_Data entries_
********

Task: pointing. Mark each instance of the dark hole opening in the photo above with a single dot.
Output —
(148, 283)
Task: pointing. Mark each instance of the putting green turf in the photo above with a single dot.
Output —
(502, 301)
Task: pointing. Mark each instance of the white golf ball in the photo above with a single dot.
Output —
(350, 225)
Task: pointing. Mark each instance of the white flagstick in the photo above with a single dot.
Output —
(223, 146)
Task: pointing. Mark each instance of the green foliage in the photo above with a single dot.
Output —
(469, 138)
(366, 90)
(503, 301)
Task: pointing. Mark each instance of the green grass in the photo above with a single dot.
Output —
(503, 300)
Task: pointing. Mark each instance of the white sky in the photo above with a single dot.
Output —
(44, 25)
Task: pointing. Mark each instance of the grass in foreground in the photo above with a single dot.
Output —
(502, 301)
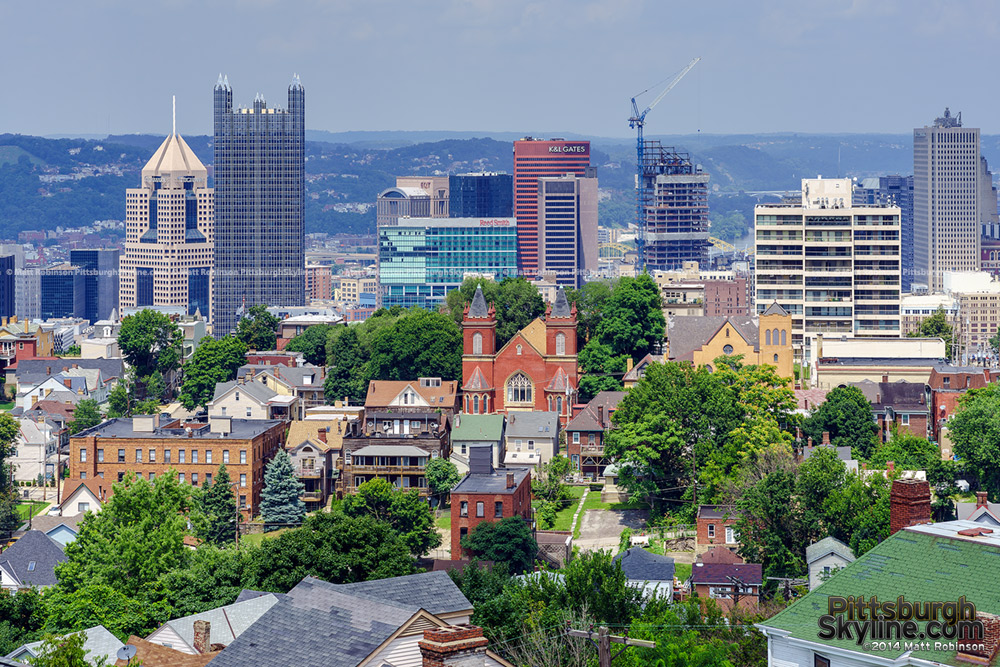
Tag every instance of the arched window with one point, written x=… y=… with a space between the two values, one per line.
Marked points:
x=519 y=389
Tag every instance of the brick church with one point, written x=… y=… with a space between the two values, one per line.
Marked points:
x=535 y=370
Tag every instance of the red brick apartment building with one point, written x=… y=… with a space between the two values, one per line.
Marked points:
x=151 y=445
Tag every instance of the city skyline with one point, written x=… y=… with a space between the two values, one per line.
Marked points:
x=494 y=48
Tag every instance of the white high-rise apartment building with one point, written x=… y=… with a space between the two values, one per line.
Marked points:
x=946 y=200
x=833 y=266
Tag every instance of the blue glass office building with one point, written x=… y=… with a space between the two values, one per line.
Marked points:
x=422 y=259
x=259 y=204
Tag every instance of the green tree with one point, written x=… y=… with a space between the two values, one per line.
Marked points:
x=508 y=541
x=407 y=513
x=85 y=415
x=279 y=501
x=632 y=321
x=219 y=508
x=936 y=326
x=135 y=538
x=847 y=416
x=312 y=343
x=213 y=362
x=258 y=329
x=442 y=475
x=150 y=341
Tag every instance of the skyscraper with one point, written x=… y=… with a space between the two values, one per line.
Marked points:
x=259 y=205
x=946 y=220
x=169 y=230
x=534 y=159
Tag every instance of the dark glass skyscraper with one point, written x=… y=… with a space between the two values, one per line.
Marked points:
x=259 y=205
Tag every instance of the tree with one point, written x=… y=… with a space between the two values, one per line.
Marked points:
x=258 y=329
x=219 y=508
x=213 y=362
x=150 y=341
x=407 y=513
x=312 y=343
x=85 y=415
x=632 y=321
x=442 y=475
x=279 y=501
x=508 y=541
x=847 y=416
x=936 y=326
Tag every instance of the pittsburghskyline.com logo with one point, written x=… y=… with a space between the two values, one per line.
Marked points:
x=875 y=623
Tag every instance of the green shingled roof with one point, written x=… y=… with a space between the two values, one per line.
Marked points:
x=920 y=566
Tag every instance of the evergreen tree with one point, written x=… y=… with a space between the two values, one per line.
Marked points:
x=219 y=507
x=279 y=501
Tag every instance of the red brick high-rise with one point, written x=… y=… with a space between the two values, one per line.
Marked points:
x=533 y=159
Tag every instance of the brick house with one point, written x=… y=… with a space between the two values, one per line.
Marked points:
x=151 y=445
x=534 y=370
x=716 y=526
x=487 y=494
x=585 y=434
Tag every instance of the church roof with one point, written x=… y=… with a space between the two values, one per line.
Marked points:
x=174 y=156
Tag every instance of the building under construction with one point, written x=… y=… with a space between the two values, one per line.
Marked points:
x=673 y=200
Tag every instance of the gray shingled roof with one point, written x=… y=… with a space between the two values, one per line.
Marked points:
x=640 y=565
x=33 y=558
x=828 y=545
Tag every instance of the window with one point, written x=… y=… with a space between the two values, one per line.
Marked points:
x=519 y=389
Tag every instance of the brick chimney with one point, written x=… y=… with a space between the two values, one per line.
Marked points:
x=909 y=504
x=202 y=634
x=452 y=646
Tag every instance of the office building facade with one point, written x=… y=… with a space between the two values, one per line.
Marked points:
x=169 y=234
x=946 y=200
x=833 y=266
x=259 y=175
x=422 y=260
x=535 y=159
x=484 y=195
x=567 y=228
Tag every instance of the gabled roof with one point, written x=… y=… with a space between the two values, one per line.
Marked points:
x=639 y=564
x=31 y=561
x=828 y=545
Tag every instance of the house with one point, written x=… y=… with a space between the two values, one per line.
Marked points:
x=412 y=620
x=473 y=431
x=716 y=526
x=535 y=370
x=487 y=494
x=765 y=339
x=250 y=399
x=215 y=627
x=729 y=584
x=315 y=449
x=532 y=438
x=98 y=643
x=653 y=573
x=585 y=434
x=31 y=561
x=825 y=557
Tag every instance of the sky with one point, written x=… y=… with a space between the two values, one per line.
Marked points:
x=543 y=66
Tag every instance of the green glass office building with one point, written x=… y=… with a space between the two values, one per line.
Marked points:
x=422 y=259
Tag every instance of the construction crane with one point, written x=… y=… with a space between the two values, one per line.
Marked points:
x=636 y=122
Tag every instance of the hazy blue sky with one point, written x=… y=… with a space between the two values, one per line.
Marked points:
x=512 y=65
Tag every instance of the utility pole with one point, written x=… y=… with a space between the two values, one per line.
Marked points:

********

_Your goal_
Write out each entry exactly as given, but skip the pictures.

_Response_
Task: pointing. Mark each instance of the dark hole opening in the photo above with a single dot.
Output —
(148, 283)
Task: pointing. Mark each instance of the putting green turf in the photo above with a single dot.
Output —
(502, 301)
Task: pointing. Mark each instance of the white golf ball in the photo above with a single dot.
Output —
(350, 225)
Task: pointing. Mark each instance of the white flagstick in the photo above with a single dot.
Output —
(223, 146)
Task: pointing. Mark each instance of the green foliage in the photo above with a single dot.
Output —
(469, 138)
(366, 90)
(503, 301)
Task: pointing. Mark each instance of the green grass in the photo above with a single dot.
Output —
(503, 300)
Task: pointing. Mark each instance of the white sky in the photo above with a single dot.
Output —
(44, 25)
Task: pointing. Mark each instance of the grass in foreground in the photo above with a single dot.
Output —
(502, 301)
Tag every instance of the arched window with one point, written x=… y=… with a space between the two values, one per line.
Marked points:
x=519 y=389
Tag every instance of the brick church with one point, written x=… y=… with a space between the two values, one per line.
Marked points:
x=535 y=370
Tag every instance of the red brick apartment building with one point, written x=… y=… with a space between the two values, one per line.
Marked points:
x=151 y=445
Tag every instance of the city skyline with one point, written x=… y=… with a space between the two values, one per line.
Marked points:
x=494 y=48
Tag every instance of the white high-rise apartment building with one point, written x=… y=… with a space between the two values, one per line.
Marked points:
x=946 y=200
x=833 y=266
Tag every instance of the blue glass office building with one point, written x=… y=… with a space between the two values, one per line.
Marked points:
x=422 y=259
x=259 y=204
Tag every instance of the green tree with one point, written x=… y=… with a space between the two values, one per line.
Marked points:
x=508 y=541
x=407 y=513
x=85 y=415
x=279 y=501
x=632 y=321
x=219 y=508
x=936 y=326
x=135 y=538
x=847 y=416
x=312 y=343
x=213 y=362
x=258 y=329
x=442 y=475
x=150 y=341
Tag every instance of the skyscraper with one point, written x=… y=… with a space between the two values, one per line.
Marked points:
x=259 y=205
x=946 y=220
x=169 y=230
x=534 y=159
Tag every instance of the dark glass skyscraper with one point, written x=… y=… with a space between the two values, one per line.
Marked points:
x=259 y=205
Tag every instance of the tree with one point, written x=… y=… with a space between the two values, one per line.
Marked points:
x=258 y=329
x=219 y=508
x=213 y=362
x=150 y=341
x=407 y=513
x=312 y=343
x=85 y=415
x=632 y=321
x=442 y=475
x=279 y=501
x=508 y=541
x=847 y=416
x=936 y=326
Tag every instance of the pittsburghskyline.com logo with one point, written x=… y=… with a space between the two values, one per line.
Marked points:
x=875 y=623
Tag every instance of the green shingled roof with one point, written x=… y=… with a space between the two values, one per line.
Marked points:
x=920 y=566
Tag every instance of the evergreen tree with one point, written x=… y=… with a space between the two values, one per line.
Marked points:
x=219 y=507
x=279 y=501
Tag every instance of the red brick high-rise with one point, written x=… y=… with a space between the two values, one per line.
Marked points:
x=533 y=159
Tag every instance of the brick house with one point, written x=… y=… with a space between the two values, one per line.
Marked points:
x=151 y=445
x=534 y=370
x=716 y=526
x=487 y=494
x=585 y=434
Tag every instance of the church roof with one point, written x=… y=… with a space between the two values, one per line.
Marked points:
x=174 y=156
Tag every instance of the building under construction with one point, written x=… y=… with a space between the two values, one per line.
Marked points:
x=673 y=200
Tag every instance of the gray shingled roof with one point, written x=… y=… with a space between the two values, one per line.
Marked points:
x=640 y=565
x=33 y=558
x=828 y=545
Tag every instance of the window with one point, written x=… y=… with a space between the two values, one per line.
Marked points:
x=519 y=389
Tag every instance of the brick chimney with one point, written x=… y=… with a space between the two values, one per line.
Marked points:
x=909 y=504
x=202 y=634
x=452 y=646
Tag every instance of the office building facade with one point, written x=… y=… with a space between the two values, one per line.
Marked points:
x=169 y=234
x=946 y=200
x=833 y=266
x=259 y=175
x=422 y=260
x=535 y=159
x=484 y=195
x=567 y=228
Tag every instance of the gabled roof with one point, written x=… y=… with a space between the two values, one per line.
Marked points:
x=639 y=564
x=31 y=561
x=828 y=545
Tag every instance of the house with one point, written x=… y=… with a space between the two values, one per line.
Marked points:
x=412 y=620
x=473 y=431
x=716 y=526
x=535 y=370
x=487 y=494
x=765 y=339
x=250 y=399
x=215 y=627
x=729 y=584
x=315 y=449
x=532 y=438
x=98 y=643
x=653 y=573
x=585 y=434
x=31 y=561
x=825 y=557
Tag every instance of the sky with one point, written x=… y=… with a space between the two values, one per line.
Marked points:
x=543 y=66
Tag every instance of the green glass office building with one point, written x=… y=… with a space between the two values, one per line.
Marked points:
x=422 y=259
Tag every instance of the construction crane with one point, written x=… y=… with a space between the two values, one per line.
Marked points:
x=636 y=122
Tag every instance of the hazy blue sky with one point, written x=… y=… with a space between the two values, one per line.
Marked points:
x=512 y=65
Tag every instance of the utility pole with one point, written x=… y=… with a space between the two values, one per line.
Marked points:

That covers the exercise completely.